- **Page excerpt**
════════════════════

She was laid down on 5 October 1990 at the Zalyv Shipbuilding yard with yard number 208, the ship was intended to be used by the Soviet Border Troops as Kirov. However, after the dissolution of the Soviet Union in December 1991, the ship was acquired by the Ukrainian Navy as her shipyard was located in Kerch, Ukraine. The ship was launched on 29 March 1992. She was completed on 2 April 1993 as Hetman Sahaidachny, named after Petro Konashevych-Sahaidachny. She was given the identification number of U130. On 4 July 1993, Hetman Sahaidachny was the first ship to raise the flag of the Ukrainian Navy.

In 1994, Hetman Sahaidachny set sail for France to take part in the 50th-anniversary commemorations of the Allied invasion of Normandy. In fall 1995, Hetman Sahaidachny visited Abu Dhabi during the "Idex-95" exhibitions. The frigate was scheduled to visit Norfolk, Virginia in the United States with Kostiantyn Olshansky. Kostiantyn Olshansky visited, but Hetman Sahaidachny did not for unknown reasons.

The vessel has also visited ports in Algeria, Bulgaria, Egypt, Georgia, Gibraltar, Israel, Portugal, Russia and Turkey.

Between November 2006 and November 2007, she underwent major repairs in Mykolaiv at a cost of ₴15 million.

In 2008, Hetman Sahaidachny took part in "Operation Active Endeavour" in the Mediterranean Sea.

Hetman Sahaidachny joined the Naval Force of the European Union (EUNAVFOR) in early January 2014 for NATO's "Operation Ocean Shield" anti-piracy operations off the Horn of Africa. As she refueled in Greece, while Russian forces seized control of Crimea, Russian state media RT falsely reported on 1 March 2014 that the ship's crew had defected to Russia and raised the Russian flag. Shortly afterwards, the Wall Street Journal reported a Ukrainian Defense Ministry statement that the ship was still flying the Ukrainian flag in port in Crete. According to the Defense Ministry, the commander of the ship stated that the crew had never defected to the Russians. It arrived in Odesa under the Ukrainian flag on 5 March.

════════════════════

Image point grounding data:
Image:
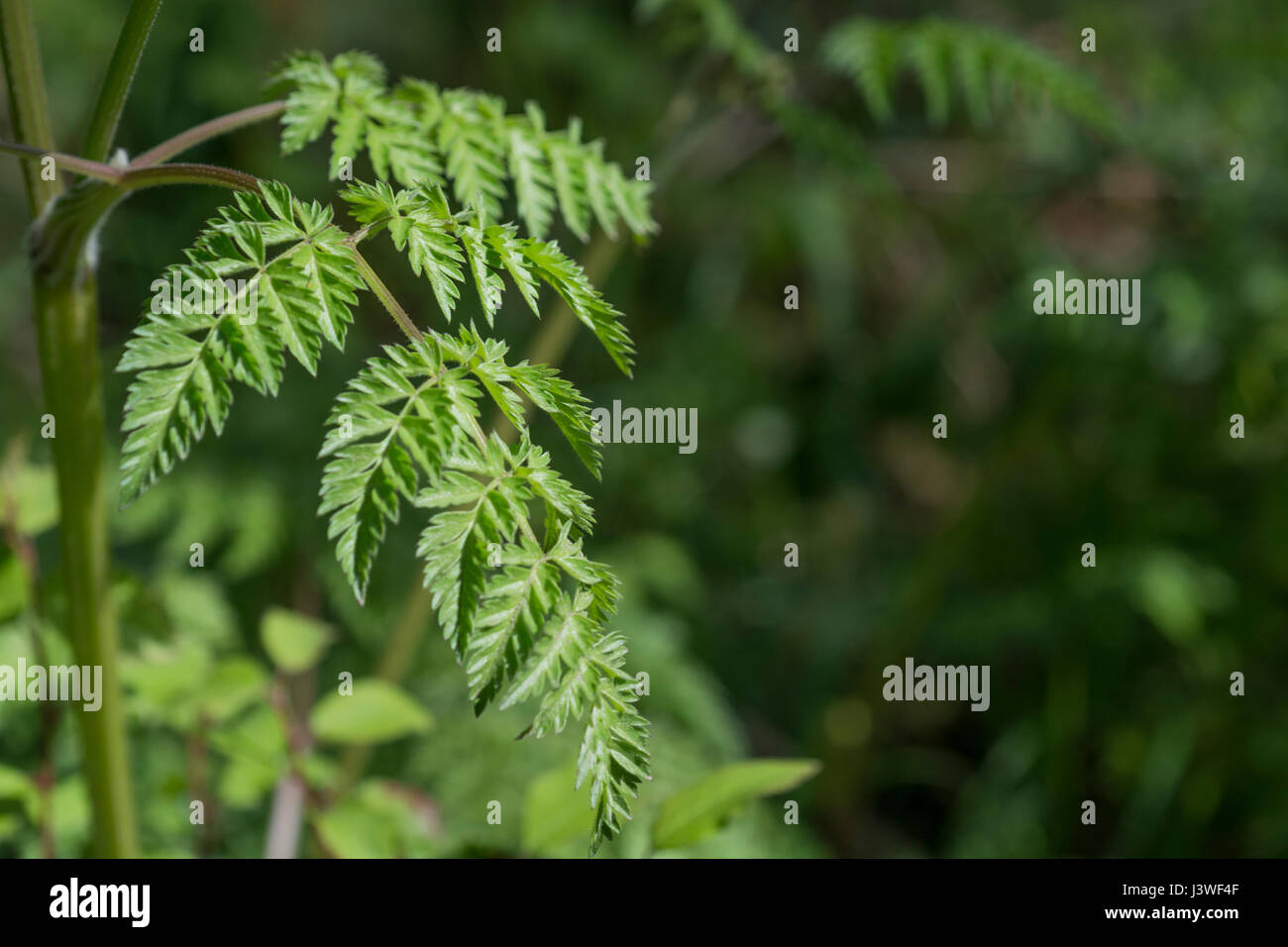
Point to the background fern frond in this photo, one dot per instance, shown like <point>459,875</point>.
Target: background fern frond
<point>987,65</point>
<point>463,141</point>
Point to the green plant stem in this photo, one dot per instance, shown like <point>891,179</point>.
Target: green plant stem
<point>206,131</point>
<point>67,333</point>
<point>376,285</point>
<point>120,76</point>
<point>67,328</point>
<point>27,102</point>
<point>134,178</point>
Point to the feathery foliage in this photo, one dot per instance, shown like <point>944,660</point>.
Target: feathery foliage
<point>526,615</point>
<point>459,138</point>
<point>269,274</point>
<point>988,65</point>
<point>442,245</point>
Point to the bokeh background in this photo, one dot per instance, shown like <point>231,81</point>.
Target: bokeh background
<point>771,169</point>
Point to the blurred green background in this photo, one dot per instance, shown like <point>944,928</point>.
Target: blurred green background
<point>771,169</point>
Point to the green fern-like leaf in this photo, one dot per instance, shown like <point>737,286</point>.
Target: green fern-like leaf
<point>443,245</point>
<point>463,141</point>
<point>986,64</point>
<point>524,613</point>
<point>295,285</point>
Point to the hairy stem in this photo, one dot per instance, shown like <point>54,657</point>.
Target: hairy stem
<point>134,178</point>
<point>120,76</point>
<point>67,325</point>
<point>67,331</point>
<point>206,131</point>
<point>27,102</point>
<point>376,285</point>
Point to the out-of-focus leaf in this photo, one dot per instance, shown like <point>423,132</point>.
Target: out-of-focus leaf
<point>699,809</point>
<point>13,586</point>
<point>35,495</point>
<point>198,608</point>
<point>294,642</point>
<point>376,711</point>
<point>554,813</point>
<point>17,788</point>
<point>232,685</point>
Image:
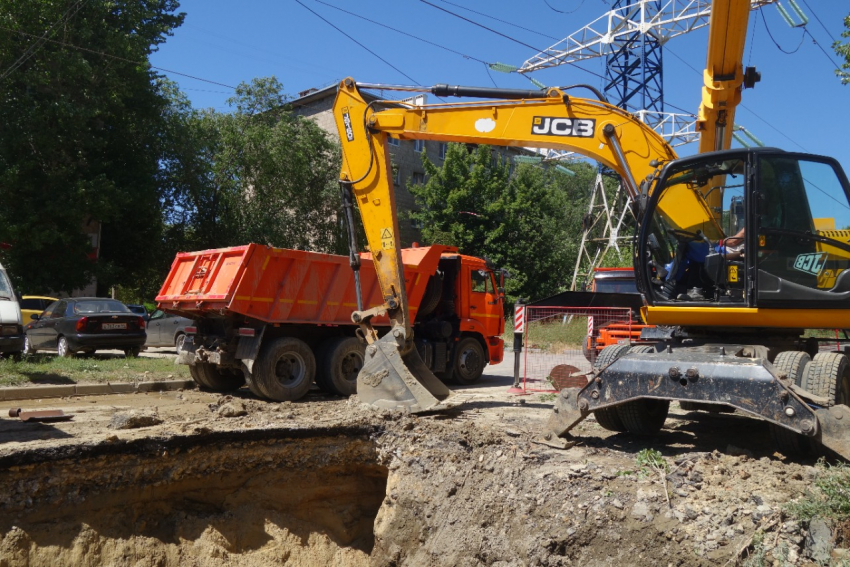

════════════════════

- **Using the information**
**a.** In the Hetman Sahaidachny passage, what did Russian state media RT falsely report on 1 March 2014?
**b.** Please continue the passage about the frigate Hetman Sahaidachny from the point where it stops.

- **Per-task answers**
**a.** It reported that the ship's crew had defected to Russia and raised the Russian flag.

**b.**
The Ukrainian naval command issued a contradictory report that on 14 March 2014, the ship encountered a Russian naval group attempting to enter or having entered Ukrainian territorial waters. As Hetman Sahaidachny approached the group, they withdrew. In September 2014, the frigate entered Odesa to undergo repairs. In May 2017, she suffered an engine failure shortly after undergoing repairs. In July 2018 she participated in the multinational Exercise Sea Breeze 2018.

On 2 April 2018, she celebrated the 25th anniversary of her commissioning. In January 2022, it was indicated that the ship would undergo a refit and upgrade.

==Scuttling==
During the 2022 Russian invasion of Ukraine, the ship was scuttled in Mykolaiv. On 3 March 2022, a photo emerged showing Hetman Sahaidachny partially sunk and with a list to port. On 4 March, the Ukrainian Defence Minister confirmed that Hetman Sahaidachny had been scuttled to prevent her capture by the Russian forces. According to the satellite imagery, it possibly happened on 28 February.

==Bibliography==
- Apalkov, Yuri Valentinovich (2005). "Противолодочные корабли Часть 1. Противолодочные крейсера, большие противолодочные и сторожевые корабли"
- "Jane's Fighting Ships 2009-2010" (2009)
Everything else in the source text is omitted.